Set exercise:
Please continue the article on ARM's Scalable Vector Extension for supercomputing, starting right after its last sentence.

Supercomputing Gets a Shot in the ARM

Aug. 23, 2016

By: Michael Feldman

The prospects for another serious rival to the x86 processor in the high performance computing space are looking much better this week after ARM Holdings presented the company’s plan to offer an HPC version of its 64-bit architecture. Known as ARMv8-A SVE, the design incorporates a technology known as the Scalable Vector Extension (SVE), which will provide a unique type of flexibility with regard to vector processing -- the basis of many scientific and engineering workloads.

The architecture will enable any ARM licensee to build something akin to a Xeon Phi processor, that is, a manycore CPU with a boatload of vector processing and floating point capacity. Such a development changes the game for ARM in the HPC realm and allows it to serve as a standalone processor in a supercomputer, without the benefit of a GPU or other accelerator to provide most of the FLOPS.

The new ARMv8-A SVE design was described by ARM architect Nigel Stephens at the Hot Chips symposium, which is taking place in Cupertino, California this week. In this talk, he went through the vector extension capability in some detail, including instruction formats and how a vectorizing compiler would work in conjunction with the hardware. In a nutshell, SVE will support vector lengths between 128 and 2048 bits, although different implementations are free to support vector between these two values in 128-bit increments.

Up until now, ARM vendors looking for indigenous vector and floating point capability had to rely on the SIMD capability, known as NEON. On current 64-bit ARMv8-A processors, NEON offers 128-bit processing of fixed-point and floating point data, which in today’s world is fine for general-purpose computing, but inadequate with regard to HPC. SVE literally picks up where NEON leaves off and pushes the vector limit all the way out to 2048 bits.

But vector length is only part of the story. The idea is that an SVE compiler will auto-vectorize the code, which will slice or aggregate the application’s data into the available vector registers, and then execute the appropriate vector operations on the data in tight loops. In the cases where the vector sizes enable multiple data items to be packed into the registers and then processed en masse, runtime execution can be reduced significantly, resulting in optimal performance.

Raw data:
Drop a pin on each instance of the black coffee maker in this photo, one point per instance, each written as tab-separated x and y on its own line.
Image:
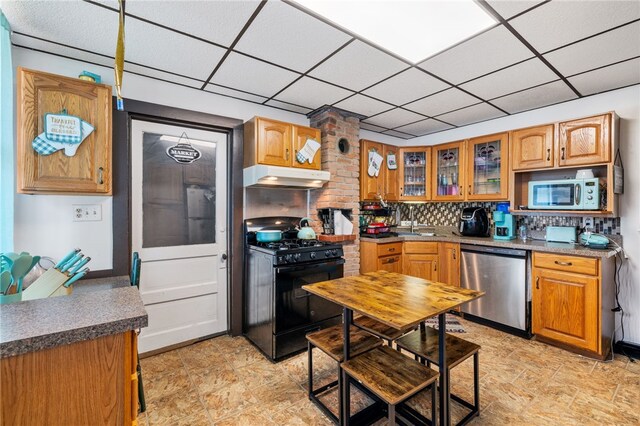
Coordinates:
474	222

Written response:
At least that’s the theory. In real life, vectorizing code can be quite tricky since not everything ends up aligning neatly on these 128-bit boundaries or is able to use simple loops to parallelize execution. In such cases, one must resort to laborious hand-coding. Nevertheless, such a flexible auto-vectorization capability is likely to be useful in many cases. And the fact that very large vector lengths of up to 2048 bits are possible offers some interesting possibilities for codes able to take advantage of it.

Keep in mind that the vector bit length for CPUs today is nowhere near 2048. For example, it’s currently 512 bits for Intel’s latest Xeon Phi, 128 bits for IBM’s Power8, and 256 bits for Fujitsu’s SPARC64 IXfx. ARM’s 2048-bit size was presumably provided as an upper limit to future-proof the technology to some extent, recognizing that the general trend in HPC has been toward longer vectors.

As Stephens pointed out in his presentation, and reiterated in a blog he posted this week, there are a number of factors that must be weighed when choosing a processor’s vector size. Those include performance/power tradeoffs of maintaining longer versus shorter vectors; the data processing characteristics of the application set that you’re running; and the demand for longer vectors sizes in the future, in both HPC and and markets adjacent to it -- machine learning, for example.

SVE will also support the what ARM is calling “vector-length agnostic (VLA) programming,” which allows you to compile your code a single time and subsequently run it on any SVE-supported platform regardless of the vector length offered in the hardware. A VLA compiler will generate the appropriate runtime code to take into account variable-sized vector hardware at runtime. If the compiler supports such a feature, it will enable a single executable to run on different ARMv8-A SVE platforms without recompilation. That may seem like overkill, but in some cases the user may not be able to recompile the application because the source code – or even the compiler -- was lost or is otherwise inaccessible.

All of this focus on vector processing might seem a bit overdone, especially considering the more urgent challenges in HPC regarding memory performance and capacity, power consumption, and application scalability. When’s the last time vector length was even mentioned in an HPC product brochure? Nevertheless, the absence of a vector unit and the associated capability of high performance floating point processing, was probably the biggest missing piece to the ARM architecture as far as its broad suitability for HPC codes.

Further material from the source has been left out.